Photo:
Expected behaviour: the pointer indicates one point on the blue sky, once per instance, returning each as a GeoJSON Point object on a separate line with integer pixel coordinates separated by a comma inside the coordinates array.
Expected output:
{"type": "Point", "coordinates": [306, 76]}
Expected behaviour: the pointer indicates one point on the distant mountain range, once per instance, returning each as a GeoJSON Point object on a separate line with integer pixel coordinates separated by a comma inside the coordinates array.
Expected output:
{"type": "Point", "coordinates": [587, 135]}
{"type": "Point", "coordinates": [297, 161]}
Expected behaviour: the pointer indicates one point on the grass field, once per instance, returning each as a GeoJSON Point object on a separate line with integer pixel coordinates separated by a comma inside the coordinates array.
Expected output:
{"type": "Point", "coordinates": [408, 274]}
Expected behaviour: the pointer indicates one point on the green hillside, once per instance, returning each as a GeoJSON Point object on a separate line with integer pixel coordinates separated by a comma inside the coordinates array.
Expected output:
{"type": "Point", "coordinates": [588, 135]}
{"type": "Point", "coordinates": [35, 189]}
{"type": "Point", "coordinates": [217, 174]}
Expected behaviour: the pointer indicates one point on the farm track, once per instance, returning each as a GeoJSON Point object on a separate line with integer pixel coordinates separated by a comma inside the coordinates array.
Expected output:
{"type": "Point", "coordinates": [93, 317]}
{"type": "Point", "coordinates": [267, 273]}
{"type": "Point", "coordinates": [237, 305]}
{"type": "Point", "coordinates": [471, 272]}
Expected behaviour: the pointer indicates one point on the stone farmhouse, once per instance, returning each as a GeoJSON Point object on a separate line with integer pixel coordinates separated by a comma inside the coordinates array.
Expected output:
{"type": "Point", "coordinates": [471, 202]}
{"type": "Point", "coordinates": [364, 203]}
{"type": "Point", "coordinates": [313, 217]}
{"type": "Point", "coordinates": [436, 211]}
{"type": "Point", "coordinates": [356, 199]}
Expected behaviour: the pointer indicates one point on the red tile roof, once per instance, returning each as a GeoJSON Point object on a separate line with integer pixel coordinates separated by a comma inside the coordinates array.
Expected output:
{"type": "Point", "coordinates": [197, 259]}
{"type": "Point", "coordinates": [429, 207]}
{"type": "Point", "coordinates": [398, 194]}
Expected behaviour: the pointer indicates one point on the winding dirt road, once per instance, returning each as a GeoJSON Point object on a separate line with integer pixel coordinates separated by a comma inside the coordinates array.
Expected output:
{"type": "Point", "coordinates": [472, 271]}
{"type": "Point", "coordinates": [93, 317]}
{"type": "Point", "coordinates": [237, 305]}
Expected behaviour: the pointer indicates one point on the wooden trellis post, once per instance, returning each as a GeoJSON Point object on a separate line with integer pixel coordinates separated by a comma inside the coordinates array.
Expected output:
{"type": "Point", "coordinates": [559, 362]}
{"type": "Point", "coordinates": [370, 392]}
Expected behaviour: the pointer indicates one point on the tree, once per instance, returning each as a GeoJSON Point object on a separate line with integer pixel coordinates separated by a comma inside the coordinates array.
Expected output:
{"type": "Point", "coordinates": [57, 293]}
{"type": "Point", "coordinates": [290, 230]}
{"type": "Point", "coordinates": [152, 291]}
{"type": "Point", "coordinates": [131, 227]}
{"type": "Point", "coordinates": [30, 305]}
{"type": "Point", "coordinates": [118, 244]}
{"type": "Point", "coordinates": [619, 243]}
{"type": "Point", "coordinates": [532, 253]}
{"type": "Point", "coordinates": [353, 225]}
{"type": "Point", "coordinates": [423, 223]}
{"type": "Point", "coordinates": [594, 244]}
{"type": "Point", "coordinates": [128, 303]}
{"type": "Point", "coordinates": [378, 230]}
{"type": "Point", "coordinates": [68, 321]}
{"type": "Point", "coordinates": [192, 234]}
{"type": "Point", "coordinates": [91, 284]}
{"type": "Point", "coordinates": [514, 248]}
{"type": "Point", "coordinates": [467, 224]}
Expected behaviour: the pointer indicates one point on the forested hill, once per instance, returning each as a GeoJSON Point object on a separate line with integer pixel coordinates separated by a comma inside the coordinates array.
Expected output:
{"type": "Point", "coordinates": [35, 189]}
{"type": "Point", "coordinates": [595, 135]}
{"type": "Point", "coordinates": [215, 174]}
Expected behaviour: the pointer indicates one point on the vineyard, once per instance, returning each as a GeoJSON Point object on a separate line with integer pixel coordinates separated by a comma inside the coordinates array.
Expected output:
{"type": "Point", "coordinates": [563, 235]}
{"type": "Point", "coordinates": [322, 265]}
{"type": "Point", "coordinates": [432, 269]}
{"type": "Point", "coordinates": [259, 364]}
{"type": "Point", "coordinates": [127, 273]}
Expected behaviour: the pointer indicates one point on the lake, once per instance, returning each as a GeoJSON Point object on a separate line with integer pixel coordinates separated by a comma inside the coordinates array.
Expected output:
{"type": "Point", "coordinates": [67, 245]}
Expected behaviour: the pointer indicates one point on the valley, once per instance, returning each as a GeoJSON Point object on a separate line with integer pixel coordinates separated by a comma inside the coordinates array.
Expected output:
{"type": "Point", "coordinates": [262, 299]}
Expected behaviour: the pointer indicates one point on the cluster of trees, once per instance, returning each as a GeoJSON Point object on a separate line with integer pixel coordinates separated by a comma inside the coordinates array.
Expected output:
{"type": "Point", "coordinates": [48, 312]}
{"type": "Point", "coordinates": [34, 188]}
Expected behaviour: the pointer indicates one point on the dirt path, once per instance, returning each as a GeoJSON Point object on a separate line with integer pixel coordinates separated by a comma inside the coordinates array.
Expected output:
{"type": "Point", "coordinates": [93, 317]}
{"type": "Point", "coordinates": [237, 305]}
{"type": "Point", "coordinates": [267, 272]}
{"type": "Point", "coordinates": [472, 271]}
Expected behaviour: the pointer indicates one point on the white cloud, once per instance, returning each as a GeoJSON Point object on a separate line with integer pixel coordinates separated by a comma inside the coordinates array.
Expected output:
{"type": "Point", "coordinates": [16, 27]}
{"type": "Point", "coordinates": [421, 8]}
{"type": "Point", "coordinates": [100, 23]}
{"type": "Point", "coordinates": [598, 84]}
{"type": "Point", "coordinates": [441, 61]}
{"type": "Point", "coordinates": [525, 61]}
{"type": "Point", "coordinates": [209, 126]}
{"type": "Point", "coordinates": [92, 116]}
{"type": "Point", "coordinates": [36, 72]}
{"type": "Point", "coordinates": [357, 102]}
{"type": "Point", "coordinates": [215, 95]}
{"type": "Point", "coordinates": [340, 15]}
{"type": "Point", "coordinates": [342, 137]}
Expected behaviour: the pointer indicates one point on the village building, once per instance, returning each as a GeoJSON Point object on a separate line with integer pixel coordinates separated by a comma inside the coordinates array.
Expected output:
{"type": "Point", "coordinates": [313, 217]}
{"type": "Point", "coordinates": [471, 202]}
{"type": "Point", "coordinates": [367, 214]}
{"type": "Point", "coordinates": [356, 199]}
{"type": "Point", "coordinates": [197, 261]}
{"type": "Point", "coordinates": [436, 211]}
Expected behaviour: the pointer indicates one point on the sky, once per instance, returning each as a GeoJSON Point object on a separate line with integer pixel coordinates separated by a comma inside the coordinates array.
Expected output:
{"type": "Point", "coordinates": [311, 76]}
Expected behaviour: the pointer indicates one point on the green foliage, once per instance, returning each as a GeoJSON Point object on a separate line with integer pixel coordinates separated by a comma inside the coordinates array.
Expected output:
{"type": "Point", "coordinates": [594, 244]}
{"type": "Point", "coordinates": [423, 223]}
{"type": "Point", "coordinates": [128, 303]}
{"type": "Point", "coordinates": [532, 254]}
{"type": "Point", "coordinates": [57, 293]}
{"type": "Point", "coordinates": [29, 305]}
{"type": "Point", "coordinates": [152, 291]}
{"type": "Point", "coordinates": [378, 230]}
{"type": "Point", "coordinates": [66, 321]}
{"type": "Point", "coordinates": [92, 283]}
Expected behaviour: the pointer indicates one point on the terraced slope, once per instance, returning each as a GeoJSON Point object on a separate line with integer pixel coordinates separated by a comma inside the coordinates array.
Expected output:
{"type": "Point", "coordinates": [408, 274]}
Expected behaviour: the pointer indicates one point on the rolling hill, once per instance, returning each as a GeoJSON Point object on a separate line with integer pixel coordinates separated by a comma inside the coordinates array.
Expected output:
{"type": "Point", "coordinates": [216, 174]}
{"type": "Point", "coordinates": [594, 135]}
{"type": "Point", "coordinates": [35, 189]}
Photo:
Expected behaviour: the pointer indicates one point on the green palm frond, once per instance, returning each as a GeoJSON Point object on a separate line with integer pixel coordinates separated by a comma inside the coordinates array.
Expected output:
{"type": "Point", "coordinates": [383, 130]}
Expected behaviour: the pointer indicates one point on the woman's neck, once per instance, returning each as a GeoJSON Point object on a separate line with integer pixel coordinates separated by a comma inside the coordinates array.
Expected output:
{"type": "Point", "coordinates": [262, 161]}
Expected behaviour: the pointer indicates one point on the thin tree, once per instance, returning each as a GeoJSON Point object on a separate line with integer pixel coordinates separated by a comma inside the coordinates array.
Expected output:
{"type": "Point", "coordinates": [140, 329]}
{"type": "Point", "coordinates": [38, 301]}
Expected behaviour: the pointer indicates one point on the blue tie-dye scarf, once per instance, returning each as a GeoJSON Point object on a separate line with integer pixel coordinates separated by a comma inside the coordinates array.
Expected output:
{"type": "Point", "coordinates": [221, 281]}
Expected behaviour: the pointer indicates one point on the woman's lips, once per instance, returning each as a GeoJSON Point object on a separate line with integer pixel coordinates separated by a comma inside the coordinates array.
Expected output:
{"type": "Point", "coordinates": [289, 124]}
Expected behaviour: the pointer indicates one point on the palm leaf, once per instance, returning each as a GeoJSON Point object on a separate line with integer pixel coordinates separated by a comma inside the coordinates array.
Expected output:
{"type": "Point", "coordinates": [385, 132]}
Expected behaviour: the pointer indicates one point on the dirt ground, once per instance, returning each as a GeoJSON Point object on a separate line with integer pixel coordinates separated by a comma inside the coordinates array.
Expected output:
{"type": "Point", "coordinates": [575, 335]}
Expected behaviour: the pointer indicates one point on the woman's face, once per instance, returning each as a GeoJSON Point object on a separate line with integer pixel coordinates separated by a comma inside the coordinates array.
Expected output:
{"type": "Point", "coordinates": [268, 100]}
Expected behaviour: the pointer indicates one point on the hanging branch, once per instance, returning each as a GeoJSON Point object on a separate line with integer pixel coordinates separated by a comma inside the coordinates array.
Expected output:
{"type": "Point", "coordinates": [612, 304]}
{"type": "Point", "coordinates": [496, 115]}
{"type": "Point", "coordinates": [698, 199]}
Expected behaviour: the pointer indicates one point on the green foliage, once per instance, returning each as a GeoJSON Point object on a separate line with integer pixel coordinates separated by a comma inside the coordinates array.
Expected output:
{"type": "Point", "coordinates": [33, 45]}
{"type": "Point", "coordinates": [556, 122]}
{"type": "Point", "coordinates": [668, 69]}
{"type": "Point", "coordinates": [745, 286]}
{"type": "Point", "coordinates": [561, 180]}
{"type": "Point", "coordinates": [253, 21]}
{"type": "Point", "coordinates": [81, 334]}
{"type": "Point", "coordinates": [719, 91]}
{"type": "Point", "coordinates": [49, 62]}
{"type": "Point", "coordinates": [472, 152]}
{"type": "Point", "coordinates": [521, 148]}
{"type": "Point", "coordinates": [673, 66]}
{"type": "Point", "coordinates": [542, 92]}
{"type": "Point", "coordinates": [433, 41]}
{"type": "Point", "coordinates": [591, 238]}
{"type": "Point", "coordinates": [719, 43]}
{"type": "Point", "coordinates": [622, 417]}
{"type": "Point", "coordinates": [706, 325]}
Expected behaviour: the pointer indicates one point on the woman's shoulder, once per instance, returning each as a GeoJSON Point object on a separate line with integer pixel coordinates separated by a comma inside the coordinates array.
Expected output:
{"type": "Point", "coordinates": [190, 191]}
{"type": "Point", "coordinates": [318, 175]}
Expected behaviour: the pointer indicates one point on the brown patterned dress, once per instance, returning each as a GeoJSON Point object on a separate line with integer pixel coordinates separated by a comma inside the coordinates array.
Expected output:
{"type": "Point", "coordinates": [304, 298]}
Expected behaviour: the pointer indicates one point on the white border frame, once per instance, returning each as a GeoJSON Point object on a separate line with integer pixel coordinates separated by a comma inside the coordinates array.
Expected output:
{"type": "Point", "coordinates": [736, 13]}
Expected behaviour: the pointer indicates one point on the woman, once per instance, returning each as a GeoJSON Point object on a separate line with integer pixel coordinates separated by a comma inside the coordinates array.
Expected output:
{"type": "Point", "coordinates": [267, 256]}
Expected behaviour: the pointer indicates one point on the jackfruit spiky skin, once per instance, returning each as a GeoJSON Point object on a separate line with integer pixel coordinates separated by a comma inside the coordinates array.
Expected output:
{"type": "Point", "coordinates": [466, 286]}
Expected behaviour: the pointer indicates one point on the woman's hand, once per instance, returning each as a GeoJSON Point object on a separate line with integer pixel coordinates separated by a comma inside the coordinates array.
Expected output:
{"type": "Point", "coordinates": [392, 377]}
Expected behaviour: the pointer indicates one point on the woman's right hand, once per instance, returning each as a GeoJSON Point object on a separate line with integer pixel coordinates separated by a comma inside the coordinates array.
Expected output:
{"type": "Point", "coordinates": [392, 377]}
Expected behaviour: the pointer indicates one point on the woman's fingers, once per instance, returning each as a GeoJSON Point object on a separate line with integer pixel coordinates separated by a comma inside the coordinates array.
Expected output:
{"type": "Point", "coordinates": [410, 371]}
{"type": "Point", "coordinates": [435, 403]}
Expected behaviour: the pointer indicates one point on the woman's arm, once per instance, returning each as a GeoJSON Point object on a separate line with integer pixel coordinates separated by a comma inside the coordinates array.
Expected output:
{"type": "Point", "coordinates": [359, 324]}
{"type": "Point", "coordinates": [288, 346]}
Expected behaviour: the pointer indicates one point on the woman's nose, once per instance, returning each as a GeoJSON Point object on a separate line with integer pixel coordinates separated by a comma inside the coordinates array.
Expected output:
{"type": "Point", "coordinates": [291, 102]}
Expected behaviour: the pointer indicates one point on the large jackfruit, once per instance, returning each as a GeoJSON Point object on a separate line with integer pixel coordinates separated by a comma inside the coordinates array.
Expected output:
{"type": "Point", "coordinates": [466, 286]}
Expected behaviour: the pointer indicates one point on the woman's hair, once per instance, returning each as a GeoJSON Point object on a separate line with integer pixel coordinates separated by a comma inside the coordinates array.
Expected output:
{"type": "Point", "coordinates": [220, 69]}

────────────────────

Your assignment => Supply only the number of lines above in which "hand" occurs.

Task result => 2